→ **Stated problem**: Quote every line below exactly as it reads.

******

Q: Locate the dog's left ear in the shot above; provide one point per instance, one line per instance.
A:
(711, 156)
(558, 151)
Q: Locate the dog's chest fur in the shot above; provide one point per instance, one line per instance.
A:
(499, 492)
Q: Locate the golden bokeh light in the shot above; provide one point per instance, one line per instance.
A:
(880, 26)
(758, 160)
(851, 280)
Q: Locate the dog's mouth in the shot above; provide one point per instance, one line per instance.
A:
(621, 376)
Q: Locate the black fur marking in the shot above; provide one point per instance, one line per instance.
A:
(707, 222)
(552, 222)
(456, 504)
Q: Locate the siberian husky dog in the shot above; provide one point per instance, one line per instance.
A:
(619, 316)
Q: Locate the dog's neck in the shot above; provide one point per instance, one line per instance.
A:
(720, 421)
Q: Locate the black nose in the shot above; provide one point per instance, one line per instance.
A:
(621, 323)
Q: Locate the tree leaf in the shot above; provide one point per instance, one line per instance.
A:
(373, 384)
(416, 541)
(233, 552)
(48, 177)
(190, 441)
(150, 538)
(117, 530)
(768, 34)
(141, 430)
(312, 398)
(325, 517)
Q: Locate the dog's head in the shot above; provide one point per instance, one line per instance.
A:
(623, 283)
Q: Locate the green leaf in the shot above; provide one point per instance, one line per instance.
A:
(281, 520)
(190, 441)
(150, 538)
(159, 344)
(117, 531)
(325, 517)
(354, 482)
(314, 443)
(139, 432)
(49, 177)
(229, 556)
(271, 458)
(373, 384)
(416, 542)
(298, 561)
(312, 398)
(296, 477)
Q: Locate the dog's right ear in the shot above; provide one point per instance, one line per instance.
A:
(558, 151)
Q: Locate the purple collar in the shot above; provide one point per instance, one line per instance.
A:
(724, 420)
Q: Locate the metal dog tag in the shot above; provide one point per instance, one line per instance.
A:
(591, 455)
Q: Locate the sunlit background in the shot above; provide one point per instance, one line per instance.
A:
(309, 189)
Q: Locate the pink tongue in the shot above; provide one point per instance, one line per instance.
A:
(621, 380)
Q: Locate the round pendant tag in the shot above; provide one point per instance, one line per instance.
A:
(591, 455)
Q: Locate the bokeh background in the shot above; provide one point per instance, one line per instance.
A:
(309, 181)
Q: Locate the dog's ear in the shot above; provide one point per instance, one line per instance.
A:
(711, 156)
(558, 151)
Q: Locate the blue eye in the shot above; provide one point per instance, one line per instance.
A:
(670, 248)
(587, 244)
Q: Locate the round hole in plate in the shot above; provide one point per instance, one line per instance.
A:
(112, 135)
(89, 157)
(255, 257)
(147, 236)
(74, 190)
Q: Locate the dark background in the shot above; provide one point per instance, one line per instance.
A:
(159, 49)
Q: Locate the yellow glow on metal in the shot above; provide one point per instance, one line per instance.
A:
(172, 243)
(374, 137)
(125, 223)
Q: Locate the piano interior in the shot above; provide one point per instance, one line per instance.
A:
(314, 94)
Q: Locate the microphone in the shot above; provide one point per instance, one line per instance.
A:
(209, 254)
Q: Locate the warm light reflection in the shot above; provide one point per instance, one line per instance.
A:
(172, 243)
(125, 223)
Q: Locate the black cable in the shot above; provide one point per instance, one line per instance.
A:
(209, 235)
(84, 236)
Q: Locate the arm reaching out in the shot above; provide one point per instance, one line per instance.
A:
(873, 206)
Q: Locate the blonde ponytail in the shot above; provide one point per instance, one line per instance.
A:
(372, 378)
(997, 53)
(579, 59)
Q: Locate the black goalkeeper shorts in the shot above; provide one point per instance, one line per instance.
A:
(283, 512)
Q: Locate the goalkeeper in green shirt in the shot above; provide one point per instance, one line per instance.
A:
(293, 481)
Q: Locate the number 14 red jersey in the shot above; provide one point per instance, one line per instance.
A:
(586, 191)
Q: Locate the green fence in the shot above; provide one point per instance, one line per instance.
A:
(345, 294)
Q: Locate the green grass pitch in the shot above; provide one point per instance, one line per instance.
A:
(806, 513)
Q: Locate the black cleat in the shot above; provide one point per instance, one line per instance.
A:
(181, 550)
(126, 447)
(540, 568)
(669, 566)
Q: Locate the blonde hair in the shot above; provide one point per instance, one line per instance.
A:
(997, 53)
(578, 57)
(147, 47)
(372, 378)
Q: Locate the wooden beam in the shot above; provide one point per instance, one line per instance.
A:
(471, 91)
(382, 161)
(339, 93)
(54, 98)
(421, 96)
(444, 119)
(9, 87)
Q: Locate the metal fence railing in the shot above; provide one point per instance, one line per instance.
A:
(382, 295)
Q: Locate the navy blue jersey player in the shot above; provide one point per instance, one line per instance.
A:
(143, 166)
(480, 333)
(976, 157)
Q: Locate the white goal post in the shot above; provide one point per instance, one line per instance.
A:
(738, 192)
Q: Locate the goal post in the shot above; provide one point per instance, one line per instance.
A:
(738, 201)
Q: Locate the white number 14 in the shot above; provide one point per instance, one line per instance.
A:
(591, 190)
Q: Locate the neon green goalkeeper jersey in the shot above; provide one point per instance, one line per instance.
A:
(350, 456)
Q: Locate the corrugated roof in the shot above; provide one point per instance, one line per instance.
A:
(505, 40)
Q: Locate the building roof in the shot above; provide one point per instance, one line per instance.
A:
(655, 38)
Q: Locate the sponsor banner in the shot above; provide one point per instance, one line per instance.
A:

******

→ **Solution to this problem**:
Q: Locate the dog's left ear in the shot above; provide one point per instance, one line per instance.
A:
(711, 156)
(558, 151)
Q: Locate the dog's chest fur in the shot above; provide one point per instance, one line per instance.
A:
(499, 492)
Q: Locate the golden bokeh light in the shot above; provide one point per instance, one line per instance.
A:
(880, 26)
(758, 160)
(851, 280)
Q: Locate the dog's mouth in the shot above; provide one point per instance, one line per instance.
A:
(621, 376)
Q: Locate the black fur marking in the shot above; provide one point per instance, one line per instance.
A:
(707, 222)
(552, 222)
(456, 504)
Q: Locate the siberian husky dog in the shot above; provide one point per instance, one line per instance.
A:
(619, 316)
Q: Locate the dog's neck in the shot above; provide one point per instance, one line per instance.
A:
(720, 421)
Q: Locate the black nose in the shot above; provide one point per instance, one line per instance.
A:
(621, 323)
Q: Locate the tree leaf in the shot above; provide one point per instance, one line per instance.
A:
(373, 384)
(416, 541)
(233, 552)
(48, 177)
(190, 441)
(150, 538)
(117, 530)
(768, 34)
(141, 430)
(312, 398)
(325, 517)
Q: Locate the dog's head in the shot above; provide one point per instance, one line per instance.
A:
(623, 283)
Q: Locate the green leaf in the shot above; provide one point per instance, one line per instance.
A:
(281, 520)
(190, 441)
(150, 538)
(159, 344)
(117, 531)
(325, 517)
(354, 482)
(314, 443)
(139, 432)
(49, 177)
(229, 556)
(271, 458)
(373, 384)
(416, 542)
(298, 561)
(312, 398)
(296, 477)
Q: Locate the dog's right ear in the shot above; provide one point per instance, one line per instance.
A:
(558, 151)
Q: Locate the purple collar in the shot above; provide one point per instance, one line per instance.
A:
(724, 420)
Q: Locate the metal dog tag in the shot above; provide one point per instance, one line per instance.
A:
(591, 455)
Q: Locate the sunlit background in the shot above; provide one point per instance, one line per instance.
A:
(309, 189)
Q: Locate the pink tongue in the shot above; provide one point per instance, one line per instance.
A:
(621, 380)
Q: Locate the round pendant tag in the shot above; provide one point per instance, one line per instance.
A:
(591, 455)
Q: Locate the bokeh background in the shot above; provide one point per instance, one line per instance.
A:
(309, 181)
Q: Locate the dog's ear in the shot above; provide one point per instance, one line per instance.
A:
(711, 156)
(558, 151)
Q: Locate the blue eye in the shot above; provide one point per instance, one line per instance.
A:
(670, 248)
(587, 244)
Q: Locate the round hole in plate in the shot above; provide one point per instance, one line per instance.
A:
(112, 135)
(89, 157)
(255, 257)
(147, 236)
(74, 190)
Q: Locate the dark background in the shot above; provide one point per instance, one line per instance.
A:
(159, 49)
Q: Locate the yellow glow on metal in the shot above; provide one point per instance, one line per instance.
A:
(172, 243)
(374, 137)
(125, 223)
Q: Locate the piano interior in the shot above; provide one point per instance, one line per instance.
A:
(314, 94)
Q: Locate the microphone in the shot above; provide one point per instance, one line per instance.
A:
(209, 254)
Q: Locate the warm light reflection in the shot above; provide one point per instance, one line per instance.
A:
(172, 243)
(125, 223)
Q: Locate the black cable in the shot above; provide one point per instance, one line per instance.
A:
(209, 235)
(84, 236)
Q: Locate the arm reaching out in the shot above; provide one point per instance, one line per instance.
A:
(873, 206)
Q: Locate the blonde ponytail in the shot above; provide one point per instance, one line per instance.
A:
(372, 378)
(997, 53)
(579, 59)
Q: Locate the black goalkeeper shorts in the shot above; provide one point per instance, one line per instance.
A:
(283, 512)
Q: Locate the goalkeeper in green shirt in the shot above; provide one point per instance, one line per instance.
A:
(293, 481)
Q: Locate the number 14 red jersey in the shot above; provide one point per instance, one line per instance.
A:
(586, 191)
Q: Locate the green fence in the shot above; provide one point per instance, one line per instance.
A:
(345, 294)
Q: Locate the green grass pitch in the shot above; provide one point per instance, one line per instance.
A:
(806, 513)
Q: Locate the black cleat in the shot above; provide one point per instance, one line per instance.
A:
(181, 550)
(126, 447)
(540, 568)
(669, 566)
Q: Locate the blonde hair in the shot above; provide one point per instance, one line per instance.
A:
(997, 53)
(578, 57)
(147, 47)
(372, 378)
Q: Locate the wooden beam in the shot above; provide one point per instance, one line per instance.
A:
(471, 91)
(382, 161)
(339, 93)
(54, 98)
(421, 96)
(444, 119)
(9, 87)
Q: Locate the metal fence railing in the shot above; provide one point per instance, one line per instance.
A:
(382, 295)
Q: Locate the navy blue jersey player in the shot above; provide one point per instance, one line per instance.
A:
(143, 166)
(480, 333)
(976, 157)
Q: Locate the white goal post in the shot above; provide one point per instance, one line per instance.
A:
(738, 192)
Q: Locate the goal post in the shot above; provide one point per instance, one line per instance.
A:
(738, 201)
Q: Locate the white number 14 in the shot above; provide one point per instance, one line per instance.
A:
(591, 190)
Q: Locate the neon green goalkeeper jersey in the shot above; provide one point per instance, one line per instance.
A:
(350, 456)
Q: Locate the corrugated roof in the shot above; provide one point per instance, one line per instance.
A:
(505, 40)
Q: Locate the building roof in the shot above; provide one point per instance, one line per instance.
A:
(655, 38)
Q: Locate the sponsor banner in the shot above; provide one point per instance, one line per instance.
A:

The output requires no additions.